* REQUIRED WORK *
Restate the entries below exactly, and keep all images out of the answer.

[Image-grounded pointing data]
[Start of Attachment]

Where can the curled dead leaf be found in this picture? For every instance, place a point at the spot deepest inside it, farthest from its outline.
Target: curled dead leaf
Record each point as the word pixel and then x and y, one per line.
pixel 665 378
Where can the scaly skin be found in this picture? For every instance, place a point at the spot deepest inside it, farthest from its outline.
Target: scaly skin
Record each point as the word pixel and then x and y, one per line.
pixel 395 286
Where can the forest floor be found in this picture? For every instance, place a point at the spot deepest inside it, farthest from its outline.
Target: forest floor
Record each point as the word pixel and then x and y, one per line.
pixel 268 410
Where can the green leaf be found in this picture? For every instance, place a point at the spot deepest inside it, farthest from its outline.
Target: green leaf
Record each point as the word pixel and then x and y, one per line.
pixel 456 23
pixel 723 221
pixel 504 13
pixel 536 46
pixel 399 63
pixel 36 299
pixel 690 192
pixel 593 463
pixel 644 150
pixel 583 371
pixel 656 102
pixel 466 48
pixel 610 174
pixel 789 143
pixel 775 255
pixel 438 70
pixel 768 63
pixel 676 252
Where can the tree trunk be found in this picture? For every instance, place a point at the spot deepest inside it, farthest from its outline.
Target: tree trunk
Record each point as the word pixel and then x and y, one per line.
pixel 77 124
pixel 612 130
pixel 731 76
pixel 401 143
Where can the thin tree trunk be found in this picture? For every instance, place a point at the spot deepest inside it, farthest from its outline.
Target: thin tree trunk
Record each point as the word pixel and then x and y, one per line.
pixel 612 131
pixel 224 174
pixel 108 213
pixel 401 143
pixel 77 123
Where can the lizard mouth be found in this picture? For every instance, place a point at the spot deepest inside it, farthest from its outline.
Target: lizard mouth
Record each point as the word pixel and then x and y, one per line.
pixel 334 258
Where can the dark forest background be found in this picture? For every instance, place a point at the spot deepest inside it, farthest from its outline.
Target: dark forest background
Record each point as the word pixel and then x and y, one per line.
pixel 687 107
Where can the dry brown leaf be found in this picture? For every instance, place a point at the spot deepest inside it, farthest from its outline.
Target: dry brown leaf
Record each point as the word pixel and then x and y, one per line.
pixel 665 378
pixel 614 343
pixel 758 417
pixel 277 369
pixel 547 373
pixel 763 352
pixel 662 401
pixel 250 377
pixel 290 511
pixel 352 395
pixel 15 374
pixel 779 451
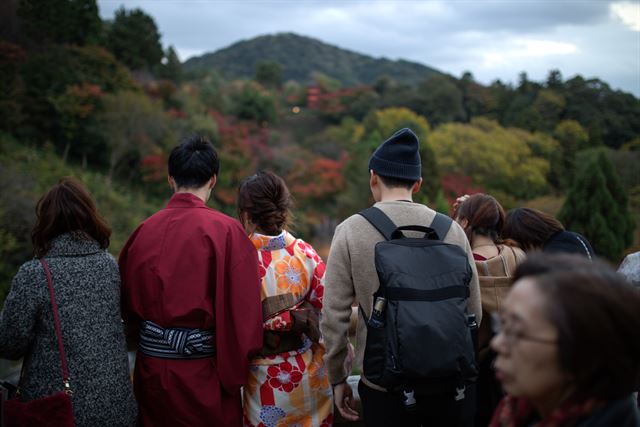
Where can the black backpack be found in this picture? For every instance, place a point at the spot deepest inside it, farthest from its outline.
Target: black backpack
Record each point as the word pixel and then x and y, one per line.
pixel 420 337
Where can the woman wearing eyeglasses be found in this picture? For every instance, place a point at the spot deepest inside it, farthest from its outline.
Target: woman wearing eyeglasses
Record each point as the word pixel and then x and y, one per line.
pixel 568 346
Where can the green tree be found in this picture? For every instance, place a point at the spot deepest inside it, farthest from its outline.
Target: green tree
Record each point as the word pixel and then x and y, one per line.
pixel 269 74
pixel 597 207
pixel 134 39
pixel 132 126
pixel 11 85
pixel 494 157
pixel 61 21
pixel 571 138
pixel 549 105
pixel 253 103
pixel 554 79
pixel 171 67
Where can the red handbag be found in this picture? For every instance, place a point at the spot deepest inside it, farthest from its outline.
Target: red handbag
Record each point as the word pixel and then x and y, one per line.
pixel 56 409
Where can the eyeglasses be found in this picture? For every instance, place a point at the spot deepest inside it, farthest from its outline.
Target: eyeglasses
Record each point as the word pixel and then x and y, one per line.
pixel 511 336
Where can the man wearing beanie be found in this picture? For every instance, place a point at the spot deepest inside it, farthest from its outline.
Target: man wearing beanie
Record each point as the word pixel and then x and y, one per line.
pixel 395 175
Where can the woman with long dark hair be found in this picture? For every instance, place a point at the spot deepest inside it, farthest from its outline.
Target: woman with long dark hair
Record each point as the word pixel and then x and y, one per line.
pixel 482 218
pixel 536 230
pixel 288 383
pixel 72 239
pixel 568 346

[End of Attachment]

* WORKED SOLUTION *
Where can the curled dead leaf be found in this picture? For every instance, place a point at the spot deepest inside it, farthest from its outline.
Target: curled dead leaf
Record each point as the word pixel and then x and y, one per line.
pixel 665 378
Where can the scaly skin be found in this picture? For every instance, place a point at the spot deepest inside it, farthest from its outline.
Target: scaly skin
Record each point as the word pixel and then x and y, one per line.
pixel 395 286
Where can the forest floor be found in this picture? For every instance, place a point at the spot deepest inside it, farthest from its outline.
Target: forest floor
Record each point as the word pixel and then x and y, one per line.
pixel 268 410
Where can the green leaf be found in this picture? For every instance, place a point at the spot deepest inside it, farthest from its outline.
Target: green leaf
Record each point as the word pixel and then x and y, one per line.
pixel 456 23
pixel 723 221
pixel 504 13
pixel 536 46
pixel 399 63
pixel 36 299
pixel 690 192
pixel 593 463
pixel 644 150
pixel 583 371
pixel 656 102
pixel 466 48
pixel 610 174
pixel 789 143
pixel 775 255
pixel 438 70
pixel 768 63
pixel 676 252
Where can the tree trunk be found in this picture? For every instance, place a point at the spot deepest inside it, farthest from its outline.
Target: tree trunk
Record each point as the word pixel and then x and y, one per line.
pixel 77 124
pixel 612 130
pixel 731 76
pixel 401 143
Where can the thin tree trunk be found in this picture? For every instance, place a point at the spot deepest inside it, farthest from its outline.
Target: thin tree trunk
Record each point as the word pixel and then x and y, one per line.
pixel 612 131
pixel 224 174
pixel 108 213
pixel 401 143
pixel 77 123
Where can the lizard mouth be found in this picture? For every instance, place a point at the spot deepest inside it, farthest from its outline.
Target: lizard mouth
Record each point as the word pixel and then x and y, one per line.
pixel 334 258
Where can the dark forest background be found in this picture? For every instance, place a point at the spot deepest inside it, farthest from its outline.
Target: dark forest background
Record each point as the word pixel and then x and y, one per line.
pixel 687 107
Where can the dry brown leaf be found in this picture? For every instance, place a point at the spot deepest inside it, farthest from its outline.
Target: dry brown leaf
Record each point as the word pixel and then x and y, one per line.
pixel 665 378
pixel 614 343
pixel 758 417
pixel 277 369
pixel 547 373
pixel 763 352
pixel 662 401
pixel 250 377
pixel 290 511
pixel 352 395
pixel 15 374
pixel 779 451
Where can the black backpack be found in this picture? For every instance, place a point at the spot deepest inside it, farthest from its outline.
Target: black backpack
Record each point as the word pixel and then x and y, one per line.
pixel 420 337
Where can the woman wearing eyeglasses be found in this picture? For every instance, place a point at the spot deepest inside it, farthest from its outline.
Target: woman wearing eyeglasses
Record each point as the word pixel and then x and y, one per line.
pixel 568 346
Where can the green tree be found in this picture? For every instance, place a point at the spot deepest inside it, farthest from its outline.
Target: green tree
Record each point as the word pixel and then x and y, one per line.
pixel 269 74
pixel 597 207
pixel 134 39
pixel 132 126
pixel 11 85
pixel 494 157
pixel 61 21
pixel 571 138
pixel 549 105
pixel 253 103
pixel 554 79
pixel 171 67
Where can the red handbag be found in this picture? For every instance, place a point at the spot deepest inside it, farthest from its outline.
Target: red handbag
Record each point as the word pixel and then x and y, one per line.
pixel 56 409
Where can the eyeglasses be found in this picture? For every instance, place a point at the spot deepest inside it, farthest from its outline.
Target: eyeglasses
Record each point as the word pixel and then x and y, one per line.
pixel 511 336
Where can the man wearing beanie be found in this picture? For every instance, place a point at the spot deepest inside it, farthest from its outline.
Target: man wearing beanie
Record each point as the word pixel and then x and y, one per line.
pixel 395 175
Where can the woman with long dark hair be found in this picture? For every instance, place a point at the spot deepest inside it, farthest from its outline.
Target: woman with long dark hair
Record each point as the word pixel and then x and y, one per line.
pixel 482 218
pixel 536 230
pixel 288 383
pixel 72 239
pixel 568 346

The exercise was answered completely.